═══ AVAILABLE DATA ═══

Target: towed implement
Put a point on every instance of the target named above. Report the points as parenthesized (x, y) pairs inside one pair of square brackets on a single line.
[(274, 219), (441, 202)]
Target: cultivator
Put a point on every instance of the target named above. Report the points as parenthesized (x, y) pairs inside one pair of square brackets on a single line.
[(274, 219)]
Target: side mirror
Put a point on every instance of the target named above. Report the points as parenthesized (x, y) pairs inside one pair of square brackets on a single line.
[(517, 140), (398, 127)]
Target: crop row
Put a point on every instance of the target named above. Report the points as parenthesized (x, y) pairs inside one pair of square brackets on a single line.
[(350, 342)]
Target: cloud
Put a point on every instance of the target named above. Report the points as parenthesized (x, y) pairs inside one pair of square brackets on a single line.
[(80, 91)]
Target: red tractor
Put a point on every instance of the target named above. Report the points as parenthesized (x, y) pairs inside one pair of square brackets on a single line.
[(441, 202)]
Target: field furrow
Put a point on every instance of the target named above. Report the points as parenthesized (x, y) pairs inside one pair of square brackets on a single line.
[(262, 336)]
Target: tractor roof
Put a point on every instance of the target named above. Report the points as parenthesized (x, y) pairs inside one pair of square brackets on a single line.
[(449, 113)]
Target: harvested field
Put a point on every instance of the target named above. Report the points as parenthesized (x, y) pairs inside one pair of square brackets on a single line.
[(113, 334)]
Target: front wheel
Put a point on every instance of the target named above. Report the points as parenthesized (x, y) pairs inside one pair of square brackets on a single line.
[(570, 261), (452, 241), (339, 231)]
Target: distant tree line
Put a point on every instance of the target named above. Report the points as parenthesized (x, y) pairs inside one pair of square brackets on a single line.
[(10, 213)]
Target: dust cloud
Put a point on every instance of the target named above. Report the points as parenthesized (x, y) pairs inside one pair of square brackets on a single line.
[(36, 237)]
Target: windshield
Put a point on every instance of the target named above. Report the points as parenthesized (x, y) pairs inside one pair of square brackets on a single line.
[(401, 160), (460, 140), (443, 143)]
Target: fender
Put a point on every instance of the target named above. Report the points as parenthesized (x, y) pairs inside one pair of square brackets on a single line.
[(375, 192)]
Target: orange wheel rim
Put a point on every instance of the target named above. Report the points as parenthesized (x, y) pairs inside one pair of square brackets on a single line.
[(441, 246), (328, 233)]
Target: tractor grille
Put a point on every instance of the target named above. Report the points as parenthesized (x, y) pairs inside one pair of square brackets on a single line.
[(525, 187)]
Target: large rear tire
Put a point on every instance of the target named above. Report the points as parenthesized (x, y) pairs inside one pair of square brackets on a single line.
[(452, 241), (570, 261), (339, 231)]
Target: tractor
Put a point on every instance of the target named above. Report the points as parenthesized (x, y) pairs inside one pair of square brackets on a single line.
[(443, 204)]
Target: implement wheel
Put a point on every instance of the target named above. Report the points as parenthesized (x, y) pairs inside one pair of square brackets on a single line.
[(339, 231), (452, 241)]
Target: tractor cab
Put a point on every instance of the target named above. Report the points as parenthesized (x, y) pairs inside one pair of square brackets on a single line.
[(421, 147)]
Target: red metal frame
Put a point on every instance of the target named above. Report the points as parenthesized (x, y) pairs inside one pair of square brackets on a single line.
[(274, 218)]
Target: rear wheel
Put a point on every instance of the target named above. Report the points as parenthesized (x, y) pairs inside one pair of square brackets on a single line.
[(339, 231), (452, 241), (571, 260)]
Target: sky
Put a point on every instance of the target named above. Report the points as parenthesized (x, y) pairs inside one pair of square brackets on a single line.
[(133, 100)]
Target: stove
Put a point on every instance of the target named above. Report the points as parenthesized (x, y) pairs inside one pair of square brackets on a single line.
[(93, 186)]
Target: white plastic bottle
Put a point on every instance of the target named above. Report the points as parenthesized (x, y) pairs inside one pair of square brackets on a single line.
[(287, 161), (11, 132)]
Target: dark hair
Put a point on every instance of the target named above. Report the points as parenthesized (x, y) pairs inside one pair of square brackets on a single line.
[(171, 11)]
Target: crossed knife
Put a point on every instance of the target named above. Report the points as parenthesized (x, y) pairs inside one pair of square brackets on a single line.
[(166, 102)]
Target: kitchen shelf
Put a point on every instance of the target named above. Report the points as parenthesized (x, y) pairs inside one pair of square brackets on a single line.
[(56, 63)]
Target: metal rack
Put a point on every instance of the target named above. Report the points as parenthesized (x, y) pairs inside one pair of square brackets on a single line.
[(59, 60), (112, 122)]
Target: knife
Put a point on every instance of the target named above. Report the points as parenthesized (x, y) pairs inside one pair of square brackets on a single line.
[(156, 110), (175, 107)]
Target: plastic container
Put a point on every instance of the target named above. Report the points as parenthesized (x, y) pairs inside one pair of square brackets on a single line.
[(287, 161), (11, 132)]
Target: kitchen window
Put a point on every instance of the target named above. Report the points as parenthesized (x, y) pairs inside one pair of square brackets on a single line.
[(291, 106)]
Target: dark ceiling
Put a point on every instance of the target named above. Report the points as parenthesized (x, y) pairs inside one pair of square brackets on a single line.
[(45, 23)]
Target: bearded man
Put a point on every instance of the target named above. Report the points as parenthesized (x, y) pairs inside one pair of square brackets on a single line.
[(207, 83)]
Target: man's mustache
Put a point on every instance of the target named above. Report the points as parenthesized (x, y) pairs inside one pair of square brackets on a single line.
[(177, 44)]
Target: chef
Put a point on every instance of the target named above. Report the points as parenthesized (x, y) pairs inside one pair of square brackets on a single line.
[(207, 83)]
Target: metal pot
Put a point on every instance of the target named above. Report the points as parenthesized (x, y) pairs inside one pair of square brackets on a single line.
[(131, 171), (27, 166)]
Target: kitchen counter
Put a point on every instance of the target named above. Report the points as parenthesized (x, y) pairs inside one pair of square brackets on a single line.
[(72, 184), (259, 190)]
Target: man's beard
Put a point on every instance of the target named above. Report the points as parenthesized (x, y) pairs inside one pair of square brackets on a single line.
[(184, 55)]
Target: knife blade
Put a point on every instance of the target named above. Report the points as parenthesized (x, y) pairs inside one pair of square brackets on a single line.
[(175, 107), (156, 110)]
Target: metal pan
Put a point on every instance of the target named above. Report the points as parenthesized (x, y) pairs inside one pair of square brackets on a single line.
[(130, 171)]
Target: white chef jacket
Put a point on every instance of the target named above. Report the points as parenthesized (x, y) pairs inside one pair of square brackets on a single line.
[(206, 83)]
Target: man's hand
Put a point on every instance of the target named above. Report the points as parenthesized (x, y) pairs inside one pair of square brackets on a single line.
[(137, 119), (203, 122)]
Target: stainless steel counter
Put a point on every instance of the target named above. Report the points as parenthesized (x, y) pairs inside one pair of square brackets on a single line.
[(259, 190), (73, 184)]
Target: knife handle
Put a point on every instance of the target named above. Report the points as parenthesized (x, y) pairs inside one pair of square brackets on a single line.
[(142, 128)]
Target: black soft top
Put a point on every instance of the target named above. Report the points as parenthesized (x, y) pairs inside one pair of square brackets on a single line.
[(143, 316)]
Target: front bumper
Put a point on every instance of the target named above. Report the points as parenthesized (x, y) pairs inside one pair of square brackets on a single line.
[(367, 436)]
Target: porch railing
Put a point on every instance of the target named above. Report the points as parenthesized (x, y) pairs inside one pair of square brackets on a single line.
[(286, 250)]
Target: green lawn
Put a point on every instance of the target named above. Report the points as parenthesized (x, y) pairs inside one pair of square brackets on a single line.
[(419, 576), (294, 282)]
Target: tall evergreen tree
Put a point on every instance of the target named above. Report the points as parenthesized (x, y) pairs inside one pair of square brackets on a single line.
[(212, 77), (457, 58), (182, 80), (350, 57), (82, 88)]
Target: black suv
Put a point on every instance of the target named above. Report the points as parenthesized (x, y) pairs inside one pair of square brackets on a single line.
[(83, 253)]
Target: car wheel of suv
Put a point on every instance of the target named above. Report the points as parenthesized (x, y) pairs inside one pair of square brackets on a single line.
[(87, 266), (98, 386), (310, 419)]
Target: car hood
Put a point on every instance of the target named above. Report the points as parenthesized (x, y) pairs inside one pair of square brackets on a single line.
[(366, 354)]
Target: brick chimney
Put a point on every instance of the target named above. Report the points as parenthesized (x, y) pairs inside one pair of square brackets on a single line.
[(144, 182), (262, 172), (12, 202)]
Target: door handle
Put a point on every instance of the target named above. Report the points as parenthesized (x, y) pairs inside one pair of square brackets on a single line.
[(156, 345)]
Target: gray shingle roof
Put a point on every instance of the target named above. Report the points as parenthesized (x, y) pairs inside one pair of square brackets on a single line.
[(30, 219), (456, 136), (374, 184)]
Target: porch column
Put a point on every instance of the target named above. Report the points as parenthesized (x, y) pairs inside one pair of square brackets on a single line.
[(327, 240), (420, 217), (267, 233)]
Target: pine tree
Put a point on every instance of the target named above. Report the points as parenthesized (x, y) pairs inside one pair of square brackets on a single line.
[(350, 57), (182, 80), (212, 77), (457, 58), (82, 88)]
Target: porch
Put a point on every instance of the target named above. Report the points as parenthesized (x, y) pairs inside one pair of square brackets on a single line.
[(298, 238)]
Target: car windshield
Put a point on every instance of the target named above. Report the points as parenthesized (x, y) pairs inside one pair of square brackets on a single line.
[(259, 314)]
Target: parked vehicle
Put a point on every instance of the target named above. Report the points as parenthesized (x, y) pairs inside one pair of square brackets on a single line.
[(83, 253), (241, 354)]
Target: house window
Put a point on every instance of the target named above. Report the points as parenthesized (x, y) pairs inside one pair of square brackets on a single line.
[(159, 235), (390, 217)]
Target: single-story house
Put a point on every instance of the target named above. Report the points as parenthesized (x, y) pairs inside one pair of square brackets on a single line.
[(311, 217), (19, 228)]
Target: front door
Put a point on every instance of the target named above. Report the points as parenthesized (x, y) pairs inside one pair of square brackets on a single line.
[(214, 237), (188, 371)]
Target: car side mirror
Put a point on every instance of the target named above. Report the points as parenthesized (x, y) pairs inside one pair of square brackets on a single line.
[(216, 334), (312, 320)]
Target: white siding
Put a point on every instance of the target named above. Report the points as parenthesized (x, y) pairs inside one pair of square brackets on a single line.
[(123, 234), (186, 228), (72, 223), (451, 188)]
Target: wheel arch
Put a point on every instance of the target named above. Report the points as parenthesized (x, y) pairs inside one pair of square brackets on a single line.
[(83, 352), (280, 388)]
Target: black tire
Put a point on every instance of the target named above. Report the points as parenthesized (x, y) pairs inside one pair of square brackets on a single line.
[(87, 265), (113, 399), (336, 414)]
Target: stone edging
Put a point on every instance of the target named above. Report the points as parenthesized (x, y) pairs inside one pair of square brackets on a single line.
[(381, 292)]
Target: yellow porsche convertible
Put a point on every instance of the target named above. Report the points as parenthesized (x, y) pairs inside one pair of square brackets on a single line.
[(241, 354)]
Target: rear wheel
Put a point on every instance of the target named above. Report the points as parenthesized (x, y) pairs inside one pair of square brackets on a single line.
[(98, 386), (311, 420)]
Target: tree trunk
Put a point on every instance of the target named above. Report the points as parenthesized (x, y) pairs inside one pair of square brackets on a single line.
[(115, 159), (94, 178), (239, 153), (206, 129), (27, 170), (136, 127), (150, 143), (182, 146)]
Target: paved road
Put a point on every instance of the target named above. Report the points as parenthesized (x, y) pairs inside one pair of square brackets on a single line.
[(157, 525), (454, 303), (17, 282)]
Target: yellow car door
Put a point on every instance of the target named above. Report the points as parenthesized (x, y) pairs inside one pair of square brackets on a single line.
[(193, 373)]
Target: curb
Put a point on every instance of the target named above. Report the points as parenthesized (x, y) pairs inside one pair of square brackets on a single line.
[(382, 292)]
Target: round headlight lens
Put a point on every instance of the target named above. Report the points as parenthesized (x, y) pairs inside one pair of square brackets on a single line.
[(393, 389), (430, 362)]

═══

WRITTEN REQUEST: Substitute "vehicle" for every "car" in the data from the line with "Target: car wheel of suv" up to and including the line with "[(366, 354)]", leaving everything else unchanged. Give back only those lines.

SOLUTION FOR THIS PROBLEM:
Target: vehicle wheel of suv
Put a point on every instance of the target named above. Report the points as parenthesized (x, y) pairs inside one pair of square brackets on a single line.
[(87, 266), (98, 386), (310, 419)]
Target: vehicle hood
Put a point on every instance of the target named above. Report the points as parenthesized (x, y) pairs inside one pair of square brackets on a single line.
[(366, 354)]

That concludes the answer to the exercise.